- [Position identification records]:
# # # # #
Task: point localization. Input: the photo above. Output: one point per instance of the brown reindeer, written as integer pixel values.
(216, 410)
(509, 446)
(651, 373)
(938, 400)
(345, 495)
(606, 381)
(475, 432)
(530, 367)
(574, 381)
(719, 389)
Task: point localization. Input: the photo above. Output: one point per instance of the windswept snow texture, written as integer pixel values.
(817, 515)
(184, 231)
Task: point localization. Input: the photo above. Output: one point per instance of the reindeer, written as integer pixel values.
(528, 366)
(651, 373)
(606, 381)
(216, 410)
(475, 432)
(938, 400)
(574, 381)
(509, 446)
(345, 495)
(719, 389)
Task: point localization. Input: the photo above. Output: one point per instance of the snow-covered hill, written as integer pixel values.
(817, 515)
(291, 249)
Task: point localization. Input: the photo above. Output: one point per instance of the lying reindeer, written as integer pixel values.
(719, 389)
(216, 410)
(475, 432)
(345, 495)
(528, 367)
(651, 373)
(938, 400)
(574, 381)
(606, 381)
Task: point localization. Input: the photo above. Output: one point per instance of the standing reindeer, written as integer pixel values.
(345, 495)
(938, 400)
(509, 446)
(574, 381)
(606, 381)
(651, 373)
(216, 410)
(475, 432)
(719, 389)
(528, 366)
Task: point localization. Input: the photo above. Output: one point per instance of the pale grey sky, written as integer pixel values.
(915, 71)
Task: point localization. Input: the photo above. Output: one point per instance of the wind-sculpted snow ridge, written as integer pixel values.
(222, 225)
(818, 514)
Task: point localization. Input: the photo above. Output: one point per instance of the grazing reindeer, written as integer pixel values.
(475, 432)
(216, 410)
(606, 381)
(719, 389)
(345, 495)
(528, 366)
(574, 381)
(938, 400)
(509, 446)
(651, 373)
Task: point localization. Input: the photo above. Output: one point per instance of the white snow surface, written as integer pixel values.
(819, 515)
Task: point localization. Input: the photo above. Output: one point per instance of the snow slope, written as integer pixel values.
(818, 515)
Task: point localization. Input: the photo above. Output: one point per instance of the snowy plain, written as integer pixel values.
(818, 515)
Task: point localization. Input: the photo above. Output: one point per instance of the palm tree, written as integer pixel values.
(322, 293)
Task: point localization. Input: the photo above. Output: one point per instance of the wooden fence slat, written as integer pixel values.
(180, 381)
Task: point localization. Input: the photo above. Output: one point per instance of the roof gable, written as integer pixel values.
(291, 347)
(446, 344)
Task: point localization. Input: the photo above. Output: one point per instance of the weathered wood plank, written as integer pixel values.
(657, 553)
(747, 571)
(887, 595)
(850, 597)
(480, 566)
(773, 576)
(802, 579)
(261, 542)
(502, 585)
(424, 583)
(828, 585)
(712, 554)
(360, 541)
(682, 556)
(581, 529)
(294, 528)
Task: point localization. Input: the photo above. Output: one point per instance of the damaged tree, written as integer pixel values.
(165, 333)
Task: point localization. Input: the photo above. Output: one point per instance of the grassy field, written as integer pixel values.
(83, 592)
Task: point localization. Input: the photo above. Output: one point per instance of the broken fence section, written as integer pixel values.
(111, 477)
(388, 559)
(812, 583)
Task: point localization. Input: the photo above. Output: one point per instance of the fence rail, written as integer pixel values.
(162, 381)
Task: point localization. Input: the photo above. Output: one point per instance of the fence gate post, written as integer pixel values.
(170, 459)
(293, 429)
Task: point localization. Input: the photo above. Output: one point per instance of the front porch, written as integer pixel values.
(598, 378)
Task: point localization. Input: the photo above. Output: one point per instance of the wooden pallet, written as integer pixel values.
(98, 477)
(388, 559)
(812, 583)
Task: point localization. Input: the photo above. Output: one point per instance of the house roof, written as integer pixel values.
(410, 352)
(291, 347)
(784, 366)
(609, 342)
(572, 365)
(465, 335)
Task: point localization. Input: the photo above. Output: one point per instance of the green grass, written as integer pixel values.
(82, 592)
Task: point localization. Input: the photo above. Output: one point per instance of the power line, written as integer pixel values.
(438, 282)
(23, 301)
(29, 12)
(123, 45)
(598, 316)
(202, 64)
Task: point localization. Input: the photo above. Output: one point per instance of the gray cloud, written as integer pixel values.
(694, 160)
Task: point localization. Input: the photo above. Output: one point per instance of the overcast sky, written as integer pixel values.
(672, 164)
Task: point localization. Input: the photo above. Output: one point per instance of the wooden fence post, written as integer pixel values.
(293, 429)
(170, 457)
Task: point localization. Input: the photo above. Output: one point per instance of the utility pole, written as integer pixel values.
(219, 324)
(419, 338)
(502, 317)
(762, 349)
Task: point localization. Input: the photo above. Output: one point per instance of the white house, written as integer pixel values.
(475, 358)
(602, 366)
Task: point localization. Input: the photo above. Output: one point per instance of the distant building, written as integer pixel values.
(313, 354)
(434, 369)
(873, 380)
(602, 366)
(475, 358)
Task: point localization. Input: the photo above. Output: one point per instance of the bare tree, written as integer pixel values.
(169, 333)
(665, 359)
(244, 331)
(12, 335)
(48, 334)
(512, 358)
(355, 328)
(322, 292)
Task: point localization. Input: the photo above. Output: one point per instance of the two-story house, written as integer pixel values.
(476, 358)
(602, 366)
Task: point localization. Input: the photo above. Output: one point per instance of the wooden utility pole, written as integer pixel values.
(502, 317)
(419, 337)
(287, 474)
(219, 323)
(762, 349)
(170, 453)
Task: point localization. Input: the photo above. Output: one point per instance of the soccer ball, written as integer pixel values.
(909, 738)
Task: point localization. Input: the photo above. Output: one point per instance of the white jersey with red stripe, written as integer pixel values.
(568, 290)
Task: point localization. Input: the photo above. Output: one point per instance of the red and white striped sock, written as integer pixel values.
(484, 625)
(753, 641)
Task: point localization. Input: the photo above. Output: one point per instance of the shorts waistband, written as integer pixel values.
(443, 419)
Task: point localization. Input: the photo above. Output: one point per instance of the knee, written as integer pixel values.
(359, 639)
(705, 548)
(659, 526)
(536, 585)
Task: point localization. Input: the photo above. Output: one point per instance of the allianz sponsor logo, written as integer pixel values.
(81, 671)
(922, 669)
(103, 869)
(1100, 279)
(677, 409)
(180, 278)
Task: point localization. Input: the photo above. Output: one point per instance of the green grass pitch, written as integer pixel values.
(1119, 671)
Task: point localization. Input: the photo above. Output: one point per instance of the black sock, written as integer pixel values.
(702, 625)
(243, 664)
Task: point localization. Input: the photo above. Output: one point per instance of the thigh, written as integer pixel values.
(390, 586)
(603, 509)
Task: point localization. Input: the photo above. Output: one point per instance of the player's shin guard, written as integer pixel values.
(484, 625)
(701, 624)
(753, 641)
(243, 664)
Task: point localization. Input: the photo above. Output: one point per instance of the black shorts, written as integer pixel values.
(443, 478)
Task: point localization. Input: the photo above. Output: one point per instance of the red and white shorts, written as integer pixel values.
# # # # #
- [What is needed]: Reproduce each entry above exactly, keeping every word.

- [Finished answer]:
Task: point localization. Input: the photo above. Output: one point per instance of the brown reindeer, written as integer pixel values.
(216, 410)
(509, 446)
(651, 373)
(938, 400)
(345, 495)
(606, 381)
(475, 432)
(530, 367)
(574, 381)
(719, 389)
Task: point localization. Input: the photo above. Output: one point per instance of the windswept snow texture, written as integer pixel values.
(817, 515)
(184, 231)
Task: point localization. Input: the photo above. Output: one point per instance of the reindeer, written as integer pixel values.
(528, 366)
(651, 373)
(606, 381)
(216, 410)
(475, 432)
(938, 400)
(574, 381)
(509, 446)
(345, 495)
(719, 389)
Task: point localization. Input: the photo above. Output: one point per instance of the snow-covered hill, written as integer pixel values.
(817, 515)
(291, 249)
Task: point localization. Input: the photo above. Output: one point per instance of the lying reindeer, written as integer pixel values.
(719, 389)
(216, 410)
(475, 432)
(345, 495)
(528, 367)
(651, 373)
(938, 400)
(574, 381)
(606, 381)
Task: point localization. Input: the photo above. Output: one point per instance of the standing reindeer, written as integer pixel values.
(345, 495)
(938, 400)
(509, 446)
(574, 381)
(606, 381)
(651, 373)
(216, 410)
(475, 432)
(719, 389)
(528, 366)
Task: point localization. Input: the photo above. Output: one point per instance of the pale grey sky, written as integer pixel values.
(915, 71)
Task: point localization. Input: the photo above. Output: one point per instance of the wind-sculpted snow ridge, written as integer pixel values.
(222, 225)
(818, 514)
Task: point localization. Input: the photo above. Output: one point per instance of the grazing reindeer, written as integer pixel values.
(475, 432)
(216, 410)
(606, 381)
(719, 389)
(345, 495)
(528, 366)
(574, 381)
(938, 400)
(509, 446)
(651, 373)
Task: point localization. Input: the photo above. Output: one point per instance of the white snow surface, written as integer pixel values.
(819, 515)
Task: point localization. Input: the photo above. Output: one point per instance of the snow slope, written as integer pixel values.
(818, 515)
Task: point localization. Input: the photo above. Output: one point per instance of the snowy plain, written as integer pixel values.
(818, 515)
Task: point localization. Input: the photo above. Output: one point per instance of the palm tree, written as integer pixel values.
(322, 293)
Task: point localization. Input: the photo above. Output: one point per instance of the wooden fence slat, written as integer pixel values.
(180, 381)
Task: point localization. Input: the photo above. Output: one point per instance of the roof gable, written as integer pixel values.
(291, 347)
(446, 344)
Task: point localization. Input: the photo above. Output: one point per instance of the weathered wood plank, written as integer pixel values.
(657, 553)
(747, 571)
(887, 595)
(850, 597)
(480, 566)
(773, 576)
(802, 579)
(261, 542)
(502, 585)
(424, 583)
(828, 585)
(712, 554)
(360, 541)
(682, 556)
(581, 529)
(294, 528)
Task: point localization. Input: the photo above. Output: one point per instance of the damaged tree, written as integer pixel values.
(165, 333)
Task: point localization. Input: the photo above. Output: one point per instance of the grassy field, written as integer pixel values.
(83, 592)
Task: point localization. Input: the photo above. Output: one point per instance of the broken fence section, written as integer pixel values.
(111, 477)
(388, 559)
(812, 583)
Task: point localization. Input: the photo above. Output: one point per instance of the fence rail, written as integer pixel values.
(162, 381)
Task: point localization. Input: the photo above. Output: one point per instance of the fence gate post, written as integer pixel values.
(170, 459)
(293, 429)
Task: point localization. Input: the photo above. Output: one point per instance of the front porch, written as integer pixel values.
(598, 378)
Task: point localization. Input: the photo above. Output: one point per instance of the wooden pallet, written as integer pixel values.
(98, 477)
(388, 559)
(812, 583)
Task: point localization. Input: the photo above. Output: one point per instance of the house roof, written as integer pixel values.
(410, 352)
(291, 347)
(784, 366)
(609, 342)
(572, 365)
(465, 335)
Task: point localization. Input: the photo above. Output: one point per instance of the green grass, written as integer pixel values.
(82, 592)
Task: point localization. Input: the photo above. Output: one point per instance of the power line, written as integer pixel values.
(438, 282)
(23, 301)
(29, 12)
(123, 45)
(598, 316)
(202, 64)
Task: point localization. Input: the photo above. Output: one point per instance of the gray cloud, written as integer pixel values.
(694, 160)
Task: point localization. Input: the photo above. Output: one point per instance of the overcast sky, written as integer pixel values.
(672, 164)
Task: point localization. Input: the photo above. Output: one point per instance of the wooden fence post, written as integer pixel values.
(293, 429)
(170, 457)
Task: point localization. Input: the photo above. Output: one point per instance of the utility pole, written as integer pixel values.
(219, 324)
(419, 338)
(502, 317)
(762, 349)
Task: point localization. Input: the photo above. Output: one point per instance of the white house, written as integer pixel values.
(475, 358)
(602, 366)
Task: point localization. Input: the photo above. Output: one point per instance of the distant building, written as integer pixel values.
(313, 354)
(434, 369)
(873, 380)
(602, 366)
(475, 358)
Task: point localization. Input: the photo above. Output: one point per instance of the bare tree, written as integer pixel values.
(169, 333)
(665, 359)
(244, 331)
(12, 335)
(48, 334)
(512, 358)
(355, 328)
(322, 292)
Task: point localization. Input: the photo above. Output: one point per instance of the two-story house, written as integer pixel values.
(476, 358)
(602, 366)
Task: point localization. Input: the photo above. Output: one point per instance of the wooden utility pole, written as integer pixel values.
(502, 317)
(419, 337)
(287, 474)
(219, 323)
(762, 349)
(170, 453)
Task: point localization. Input: the photo above. Output: one point per instance of the soccer ball, written as integer pixel values.
(909, 738)
Task: point localization. Input: the photo above. Output: one point per instance of the white jersey with red stripe, written as integer pixel values.
(568, 290)
Task: point localization. Input: the photo above. Output: one point per instance of the red and white striped sock, written as integer pixel values.
(484, 625)
(753, 641)
Task: point localization. Input: the photo above. Output: one point per instance of the shorts waistband, written as integer pixel values.
(443, 419)
Task: point localization. Input: the photo above. Output: one point per instance of the knee, written as integer pixel values.
(359, 639)
(705, 548)
(659, 526)
(536, 585)
Task: point localization. Input: the photo above. Output: one point per instance of the allianz sponsor logo, written as integer pixel values.
(81, 671)
(922, 669)
(103, 869)
(1100, 279)
(677, 409)
(180, 278)
Task: point localization. Input: the photo above. Output: one point per instance of the green grass pitch, written as integer pixel values.
(1119, 671)
Task: point localization. Input: the photo above. Output: one point per instance of the black sock, written as integer pixel values.
(702, 625)
(243, 664)
Task: point localization. Input: the photo above. Output: one point per instance of the thigh, written as integer pixel values.
(390, 586)
(603, 509)
Task: point localization. Input: the photo above. Output: one point per instance of the player's shin guard, written as integer pixel values.
(484, 625)
(701, 624)
(753, 641)
(243, 664)
Task: point localization. Input: the photo above. Output: one point per instance of the black shorts, written as integer pixel values.
(443, 478)
Task: point localization. Input: the photo above. Output: one point per instance of the red and white shorts, written as integer pixel values.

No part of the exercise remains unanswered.